Excerpts of labeled region data
>> Start

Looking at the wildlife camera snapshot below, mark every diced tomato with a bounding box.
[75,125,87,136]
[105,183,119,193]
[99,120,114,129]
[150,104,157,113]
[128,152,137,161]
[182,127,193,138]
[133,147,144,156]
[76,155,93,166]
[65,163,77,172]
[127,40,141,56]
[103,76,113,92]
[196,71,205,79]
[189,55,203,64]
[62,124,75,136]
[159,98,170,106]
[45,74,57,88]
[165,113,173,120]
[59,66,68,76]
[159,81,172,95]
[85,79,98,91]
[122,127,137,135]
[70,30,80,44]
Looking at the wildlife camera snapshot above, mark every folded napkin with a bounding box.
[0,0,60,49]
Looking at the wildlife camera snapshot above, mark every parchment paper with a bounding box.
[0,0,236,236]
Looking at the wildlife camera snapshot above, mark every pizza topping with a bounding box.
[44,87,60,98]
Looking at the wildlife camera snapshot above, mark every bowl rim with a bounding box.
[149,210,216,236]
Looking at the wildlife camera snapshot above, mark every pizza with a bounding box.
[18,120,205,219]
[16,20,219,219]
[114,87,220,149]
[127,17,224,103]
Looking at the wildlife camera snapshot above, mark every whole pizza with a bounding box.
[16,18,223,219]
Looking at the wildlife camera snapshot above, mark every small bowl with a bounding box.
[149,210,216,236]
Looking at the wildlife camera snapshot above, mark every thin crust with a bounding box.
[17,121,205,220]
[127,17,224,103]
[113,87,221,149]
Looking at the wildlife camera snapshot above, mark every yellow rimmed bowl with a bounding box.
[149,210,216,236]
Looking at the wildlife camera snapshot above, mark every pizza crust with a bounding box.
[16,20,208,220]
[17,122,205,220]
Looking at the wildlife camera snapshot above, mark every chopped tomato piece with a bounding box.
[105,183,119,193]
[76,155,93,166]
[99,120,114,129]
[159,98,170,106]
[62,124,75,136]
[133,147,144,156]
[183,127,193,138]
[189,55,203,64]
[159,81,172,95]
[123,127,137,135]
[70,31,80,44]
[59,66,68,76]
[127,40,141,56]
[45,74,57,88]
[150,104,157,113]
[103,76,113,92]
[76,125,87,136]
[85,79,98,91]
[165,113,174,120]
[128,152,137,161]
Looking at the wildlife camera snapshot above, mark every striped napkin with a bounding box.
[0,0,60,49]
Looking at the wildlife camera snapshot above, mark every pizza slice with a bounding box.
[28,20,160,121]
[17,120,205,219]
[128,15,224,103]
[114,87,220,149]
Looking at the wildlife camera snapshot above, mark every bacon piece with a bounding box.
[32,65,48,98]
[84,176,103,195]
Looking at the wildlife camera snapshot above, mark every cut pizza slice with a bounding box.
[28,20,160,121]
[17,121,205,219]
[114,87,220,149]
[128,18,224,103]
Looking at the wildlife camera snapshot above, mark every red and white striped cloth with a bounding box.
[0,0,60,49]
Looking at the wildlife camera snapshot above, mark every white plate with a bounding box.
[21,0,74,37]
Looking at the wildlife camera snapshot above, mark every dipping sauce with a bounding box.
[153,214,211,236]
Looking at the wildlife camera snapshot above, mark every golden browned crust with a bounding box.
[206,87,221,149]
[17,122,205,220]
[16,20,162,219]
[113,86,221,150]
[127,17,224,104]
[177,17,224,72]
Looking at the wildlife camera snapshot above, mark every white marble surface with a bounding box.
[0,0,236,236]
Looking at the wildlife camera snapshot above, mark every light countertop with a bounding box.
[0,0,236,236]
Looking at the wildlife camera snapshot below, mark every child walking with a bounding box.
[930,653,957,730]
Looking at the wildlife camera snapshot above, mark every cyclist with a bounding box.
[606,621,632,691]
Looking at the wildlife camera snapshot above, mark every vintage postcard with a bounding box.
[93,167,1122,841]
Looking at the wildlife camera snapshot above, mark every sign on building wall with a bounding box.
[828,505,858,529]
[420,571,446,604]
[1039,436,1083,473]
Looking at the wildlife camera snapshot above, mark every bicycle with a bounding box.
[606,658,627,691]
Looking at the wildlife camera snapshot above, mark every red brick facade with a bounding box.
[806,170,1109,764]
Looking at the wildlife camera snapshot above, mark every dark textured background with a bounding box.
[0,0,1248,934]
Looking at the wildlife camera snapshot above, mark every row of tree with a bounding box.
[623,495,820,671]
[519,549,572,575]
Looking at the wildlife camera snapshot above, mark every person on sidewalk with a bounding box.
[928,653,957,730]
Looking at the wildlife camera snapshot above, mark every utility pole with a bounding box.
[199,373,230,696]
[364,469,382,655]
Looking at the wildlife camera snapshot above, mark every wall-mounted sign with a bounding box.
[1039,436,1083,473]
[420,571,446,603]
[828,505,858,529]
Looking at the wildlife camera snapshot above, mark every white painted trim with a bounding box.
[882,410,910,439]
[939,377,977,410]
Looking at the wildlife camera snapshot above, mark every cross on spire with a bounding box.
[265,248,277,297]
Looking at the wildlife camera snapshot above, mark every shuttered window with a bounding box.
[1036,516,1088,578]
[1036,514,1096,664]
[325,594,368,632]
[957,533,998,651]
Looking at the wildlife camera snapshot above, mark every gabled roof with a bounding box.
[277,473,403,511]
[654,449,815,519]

>> End

▸ What you should do:
Convert all of the records above into a JSON list of strings, with one string for each line and blank lines omitted.

▸ Solution to this problem:
[
  "Looking at the wildlife camera snapshot below, mark every diced tomato with a bounding box.",
  "[75,125,87,136]",
  "[105,183,119,193]",
  "[99,120,114,129]",
  "[150,104,157,113]",
  "[128,152,137,161]",
  "[182,127,193,138]",
  "[133,147,144,156]",
  "[76,155,93,166]",
  "[65,163,77,172]",
  "[127,40,141,56]",
  "[103,76,113,92]",
  "[196,71,205,79]",
  "[189,55,203,64]",
  "[62,124,75,136]",
  "[159,98,170,106]",
  "[45,74,57,88]",
  "[165,113,173,120]",
  "[59,66,68,76]",
  "[159,81,172,95]",
  "[85,79,98,91]",
  "[122,127,137,135]",
  "[70,30,80,44]",
  "Looking at the wildlife camera snapshot above, mark every folded napkin with a bounding box.",
  "[0,0,60,49]",
  "Looking at the wildlife camera snapshot above, mark every parchment paper with a bounding box.",
  "[0,0,236,236]",
  "Looking at the wildlife camera snapshot above, mark every pizza topping with a bounding box.",
  "[44,87,60,98]",
  "Looking at the wildlife camera snapshot above, mark every bowl rim with a bounding box.",
  "[149,210,216,236]",
  "Looking at the wildlife camera snapshot above, mark every pizza with a bounding box.",
  "[18,120,205,219]",
  "[16,20,219,219]",
  "[114,87,220,149]",
  "[127,17,224,103]",
  "Looking at the wildlife camera snapshot above, mark every whole pizza with a bounding box.",
  "[16,18,223,219]",
  "Looking at the wildlife camera snapshot above, mark every small bowl with a bounding box.",
  "[149,210,216,236]",
  "Looking at the wildlife camera snapshot above, mark every thin crust with a bounding box.",
  "[17,121,205,220]",
  "[127,17,224,103]",
  "[113,87,221,149]",
  "Looking at the wildlife camera snapshot above, mark every yellow rimmed bowl with a bounding box.",
  "[149,210,216,236]",
  "Looking at the wildlife camera snapshot above, mark every pizza crust with a bounding box.",
  "[16,20,208,220]",
  "[17,122,205,220]",
  "Looking at the wildlife camera snapshot above, mark every chopped tomato piece with a bounding box.",
  "[105,183,119,193]",
  "[76,155,93,166]",
  "[99,120,114,129]",
  "[159,98,170,106]",
  "[62,124,75,136]",
  "[133,147,144,156]",
  "[183,127,193,138]",
  "[189,55,203,64]",
  "[159,81,172,95]",
  "[123,127,137,135]",
  "[70,31,80,44]",
  "[59,66,68,76]",
  "[127,40,141,56]",
  "[45,74,57,88]",
  "[150,104,157,113]",
  "[103,76,113,92]",
  "[76,125,87,136]",
  "[85,79,98,91]",
  "[165,113,174,120]",
  "[128,152,137,161]",
  "Looking at the wildlife camera snapshot above, mark every striped napkin with a bounding box.",
  "[0,0,60,49]",
  "Looking at the wildlife camera snapshot above, mark every pizza slice with a bounding box.",
  "[28,20,160,121]",
  "[17,120,205,219]",
  "[128,15,224,103]",
  "[114,87,220,149]",
  "Looking at the wildlife camera snapshot above, mark every bacon piece with a bounding box.",
  "[32,65,48,98]",
  "[84,176,103,195]",
  "Looking at the wildlife camera snapshot above, mark every cut pizza slice with a bounding box.",
  "[28,20,160,121]",
  "[17,121,205,219]",
  "[114,87,220,149]",
  "[128,18,224,103]",
  "Looking at the wildlife camera snapshot above, mark every red and white striped cloth with a bounding box.",
  "[0,0,60,49]",
  "Looking at the wildlife camera snapshot above, mark every white plate with a bounding box.",
  "[21,0,74,37]",
  "Looking at the wildlife camera snapshot above, mark every dipping sauce with a bounding box.",
  "[153,214,211,236]",
  "Looking at the wildlife camera snapshot above, mark every golden browned crust with a bounding box.",
  "[206,87,221,149]",
  "[17,122,205,220]",
  "[16,20,162,219]",
  "[113,86,221,150]",
  "[127,17,224,104]",
  "[177,17,224,72]",
  "Looking at the wildlife camera snapshot above, mark every white marble surface with a bounding box.",
  "[0,0,236,236]",
  "Looking at the wildlife camera snapshot above, mark every light countertop with a bounding box.",
  "[0,0,236,236]",
  "Looking at the wildlife camera snapshot below, mark every child walking with a bounding box.",
  "[930,653,957,730]",
  "Looking at the wildlife camera snapshot above, mark every cyclist with a bounding box.",
  "[606,621,632,691]",
  "Looking at the wildlife camera snapshot above, mark every vintage postcard with a bounding box.",
  "[93,167,1122,841]",
  "Looking at the wildlife camera snapshot above, mark every sign on building wall with a bounding box.",
  "[828,505,858,529]",
  "[420,571,446,604]",
  "[1039,436,1083,473]",
  "Looking at the wildlife camera snapshot above, mark every bicycle with a bounding box.",
  "[606,658,627,691]",
  "Looking at the wildlife camera snapshot above, mark every red brick facade with a bounding box.",
  "[806,170,1109,764]",
  "Looking at the wildlife camera snapshot above, mark every dark textured background with a bounding box.",
  "[0,0,1248,934]",
  "Looking at the wildlife camera snapshot above, mark every row of tree with a bounding box.",
  "[623,495,820,671]",
  "[519,549,572,575]",
  "Looking at the wildlife camera snapshot above, mark every person on sidewalk with a bounding box.",
  "[928,653,957,730]",
  "Looking at the wildlife camera snapshot above, mark every utility pole with a bounding box.",
  "[199,373,230,696]",
  "[364,469,382,655]",
  "Looking at the wildlife camera snapshot above, mark every wall-mounted sign with a bounding box.",
  "[1039,436,1083,473]",
  "[420,571,446,603]",
  "[828,505,858,529]",
  "Looking at the wildlife camera snapshot above, mark every white painted trim with a bounding box.",
  "[882,410,910,439]",
  "[939,377,977,410]",
  "Looking at the wildlife camera snapshot above, mark every cross on spire with a bounding box.",
  "[265,248,277,297]",
  "Looking at the wildlife camera snapshot above, mark every shuttered window with a bounding box.",
  "[1036,516,1088,578]",
  "[1036,514,1096,664]",
  "[325,594,368,632]",
  "[957,533,998,651]",
  "Looking at the wildlife camera snapshot above, mark every gabled roof with a bounding box.",
  "[277,473,403,511]",
  "[654,449,815,519]"
]